» What to work on:
a: In the SCAD article, shorten the paragraph that begins "SCAD happens when a small tear" and keep its main facts.
b: Reproduce the SCAD article starting with "SCAD: The Dangerous" and going on through "What is SCAD?", but swap each "SCAD" for "coronary dissection".
c: Extend the SCAD article, picking up after its final line.

** Opening Excerpt block **

SCAD: The Dangerous Heart Attack that’s Striking Healthy Young Women
Spontaneous coronary artery dissection — sometimes referred to as SCAD — is an uncommon emergency condition that occurs when a tear forms in one of the blood vessels in the heart. This frightening condition strikes suddenly, without warning, and is most common in young healthy women in their 30’s, 40’s, and 50’s, and you have probably never even heard of it.
What is SCAD?
SCAD happens when a small tear happens within the walls of the coronary artery. These tears appear to occur naturally, and without predisposing cause or warning. This small tear can allow blood to enter between the layers of the arterial wall, creating a loose flap of tissue on the inside of the artery. Blood that has entered between the layers of the arterial wall can collect and clot, causing a narrowing of the artery and slowing or blocking blood flow. See this video from the Mayo Clinic for animation of SCAD and how it occurs. SCAD may result in angina (chest pain), myocardial infarction (heart attack), heart rhythm abnormalities, or sudden cardiac arrest.
Who is at risk of SCAD?

** Closing Excerpt block **
** Opening Excerpted data block **

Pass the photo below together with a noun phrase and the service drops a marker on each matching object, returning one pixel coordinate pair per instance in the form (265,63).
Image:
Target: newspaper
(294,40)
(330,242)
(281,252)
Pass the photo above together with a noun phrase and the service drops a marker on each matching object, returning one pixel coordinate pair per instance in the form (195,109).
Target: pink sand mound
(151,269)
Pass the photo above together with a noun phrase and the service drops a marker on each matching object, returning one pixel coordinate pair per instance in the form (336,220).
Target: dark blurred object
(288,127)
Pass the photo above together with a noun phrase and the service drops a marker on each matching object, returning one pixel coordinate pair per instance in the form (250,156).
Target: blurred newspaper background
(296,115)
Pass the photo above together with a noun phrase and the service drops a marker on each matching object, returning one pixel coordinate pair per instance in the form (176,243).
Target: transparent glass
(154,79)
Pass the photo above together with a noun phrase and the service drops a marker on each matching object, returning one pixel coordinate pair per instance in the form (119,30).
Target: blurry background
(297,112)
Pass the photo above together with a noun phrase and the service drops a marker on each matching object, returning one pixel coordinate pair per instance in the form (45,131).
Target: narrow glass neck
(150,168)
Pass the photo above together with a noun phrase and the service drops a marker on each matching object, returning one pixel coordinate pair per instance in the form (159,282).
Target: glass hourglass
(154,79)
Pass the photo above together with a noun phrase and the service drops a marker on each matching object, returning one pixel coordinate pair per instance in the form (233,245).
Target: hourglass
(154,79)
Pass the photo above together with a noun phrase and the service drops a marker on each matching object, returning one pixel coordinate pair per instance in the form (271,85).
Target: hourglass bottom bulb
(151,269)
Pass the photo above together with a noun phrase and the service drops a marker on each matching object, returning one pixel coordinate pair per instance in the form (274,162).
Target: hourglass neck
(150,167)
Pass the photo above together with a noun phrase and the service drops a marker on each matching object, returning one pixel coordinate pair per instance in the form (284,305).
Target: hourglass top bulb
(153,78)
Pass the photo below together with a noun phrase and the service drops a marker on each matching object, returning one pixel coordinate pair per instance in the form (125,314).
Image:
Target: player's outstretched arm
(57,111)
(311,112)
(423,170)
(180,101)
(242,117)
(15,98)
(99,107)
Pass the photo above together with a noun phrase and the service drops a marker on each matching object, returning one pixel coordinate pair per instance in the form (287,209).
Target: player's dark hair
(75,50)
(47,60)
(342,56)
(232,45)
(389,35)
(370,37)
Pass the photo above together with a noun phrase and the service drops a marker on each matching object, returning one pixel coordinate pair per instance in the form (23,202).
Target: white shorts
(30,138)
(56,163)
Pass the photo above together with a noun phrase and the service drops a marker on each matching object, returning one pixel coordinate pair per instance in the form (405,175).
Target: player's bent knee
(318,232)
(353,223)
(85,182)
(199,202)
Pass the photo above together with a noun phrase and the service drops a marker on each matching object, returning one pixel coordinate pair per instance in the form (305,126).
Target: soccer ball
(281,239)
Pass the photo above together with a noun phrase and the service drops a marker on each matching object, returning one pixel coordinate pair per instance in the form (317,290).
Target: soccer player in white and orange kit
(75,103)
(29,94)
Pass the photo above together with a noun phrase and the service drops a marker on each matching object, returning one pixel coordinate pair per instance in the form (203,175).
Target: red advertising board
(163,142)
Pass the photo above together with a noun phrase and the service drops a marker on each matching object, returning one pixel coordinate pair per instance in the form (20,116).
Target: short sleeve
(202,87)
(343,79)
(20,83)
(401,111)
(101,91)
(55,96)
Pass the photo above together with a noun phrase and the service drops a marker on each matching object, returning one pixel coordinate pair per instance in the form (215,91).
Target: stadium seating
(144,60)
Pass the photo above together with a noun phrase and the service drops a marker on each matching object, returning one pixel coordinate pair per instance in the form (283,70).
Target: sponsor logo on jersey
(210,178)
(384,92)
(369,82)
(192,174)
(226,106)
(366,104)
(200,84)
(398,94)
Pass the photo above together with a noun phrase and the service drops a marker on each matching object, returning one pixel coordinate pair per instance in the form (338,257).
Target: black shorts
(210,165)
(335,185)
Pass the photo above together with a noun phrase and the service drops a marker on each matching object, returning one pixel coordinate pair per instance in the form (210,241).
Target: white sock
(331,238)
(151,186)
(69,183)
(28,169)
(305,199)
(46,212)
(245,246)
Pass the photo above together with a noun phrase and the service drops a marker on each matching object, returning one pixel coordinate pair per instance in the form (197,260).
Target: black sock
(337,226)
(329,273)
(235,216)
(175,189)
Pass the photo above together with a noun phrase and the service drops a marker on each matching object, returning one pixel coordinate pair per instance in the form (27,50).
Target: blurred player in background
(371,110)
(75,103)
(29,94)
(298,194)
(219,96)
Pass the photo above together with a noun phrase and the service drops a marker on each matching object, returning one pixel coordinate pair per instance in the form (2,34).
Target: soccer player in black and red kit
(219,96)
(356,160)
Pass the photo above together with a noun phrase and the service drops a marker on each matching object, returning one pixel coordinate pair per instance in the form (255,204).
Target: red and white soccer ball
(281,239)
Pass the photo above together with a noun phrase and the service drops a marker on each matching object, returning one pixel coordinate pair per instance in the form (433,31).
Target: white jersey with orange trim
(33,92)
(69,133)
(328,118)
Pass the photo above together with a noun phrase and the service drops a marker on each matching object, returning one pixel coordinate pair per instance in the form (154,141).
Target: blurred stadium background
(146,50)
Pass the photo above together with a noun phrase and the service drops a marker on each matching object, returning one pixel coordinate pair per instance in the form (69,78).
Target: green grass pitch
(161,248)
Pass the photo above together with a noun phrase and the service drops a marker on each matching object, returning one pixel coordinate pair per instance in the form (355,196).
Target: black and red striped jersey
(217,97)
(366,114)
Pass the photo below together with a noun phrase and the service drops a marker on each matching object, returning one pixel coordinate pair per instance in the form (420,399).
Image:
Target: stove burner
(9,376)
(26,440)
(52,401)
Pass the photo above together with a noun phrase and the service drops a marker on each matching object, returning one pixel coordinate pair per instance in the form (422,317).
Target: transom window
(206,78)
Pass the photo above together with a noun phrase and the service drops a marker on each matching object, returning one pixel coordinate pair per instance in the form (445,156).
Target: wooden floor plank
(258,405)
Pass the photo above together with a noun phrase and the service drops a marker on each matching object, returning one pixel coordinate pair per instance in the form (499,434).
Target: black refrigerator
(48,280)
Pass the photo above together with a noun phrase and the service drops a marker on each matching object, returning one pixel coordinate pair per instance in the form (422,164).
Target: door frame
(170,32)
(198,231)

** Closing Excerpted data block **

» Answers by task:
a: SCAD starts when a small tear forms in the wall of a coronary artery. The tear appears to arise naturally, with no predisposing cause or warning. Blood can then seep between the layers of the wall and leave a loose flap of tissue inside the artery. That blood may collect and clot, which narrows the vessel and slows or blocks blood flow. The result can be angina (chest pain), a heart attack, abnormal heart rhythms, or sudden cardiac arrest.

b:
coronary dissection: The Dangerous Heart Attack that’s Striking Healthy Young Women
Spontaneous coronary artery dissection — sometimes referred to as coronary dissection — is an uncommon emergency condition that occurs when a tear forms in one of the blood vessels in the heart. This frightening condition strikes suddenly, without warning, and is most common in young healthy women in their 30’s, 40’s, and 50’s, and you have probably never even heard of it.
What is coronary dissection?

c:
While SCAD is considered a rare traumatic condition, approximately 80% of all cases affect women. The condition appears to be linked to female hormone levels, as it often occurs in women during the post-partum period, or in women during or very near menstruation, however this is not always the case. It is not uncommon for SCAD to occur in people who are in good physical shape, and with no known prior history of heart disease or pre-existing risk factors. SCAD’s have been known to occur both during exercise and periods of rest. SCAD is an unpredictable event with patients usually experiencing a sudden, unexpected heart attack. It can affect all age groups and is recognized as a cause of heart attacks in young adults. Both sexes can be affected.
What are the symptoms of SCAD?
Symptoms of SCAD are similar to traditional heart attack symptoms, and include: chest pain; a rapid heartbeat or fluttery feeling in the chest; pain in the arms, shoulders, or jaw; shortness of breath; sweating; unusual, extreme tiredness; nausea; and dizziness. SCAD can cause sudden death if not diagnosed and treated promptly, so if you are experiencing the above symptoms, it is important to call 911 and seek medical attention immediately, even if you don’t think you are at risk for heart attack.
Although SCAD causes a small percentage of heart attacks overall, it is responsible for 40% of all heart attacks in women under the age of 50.
“This is an important cause of heart attacks among younger people, and it has really only been in the past 4 or 5 years that our thinking on it has changed. For the past 100 years, we had been missing it,” says Sharonne N. Hayes, MD, of the Mayo Clinic in Minnesota, one of the world’s most renowned SCAD researchers.
How is SCAD treated?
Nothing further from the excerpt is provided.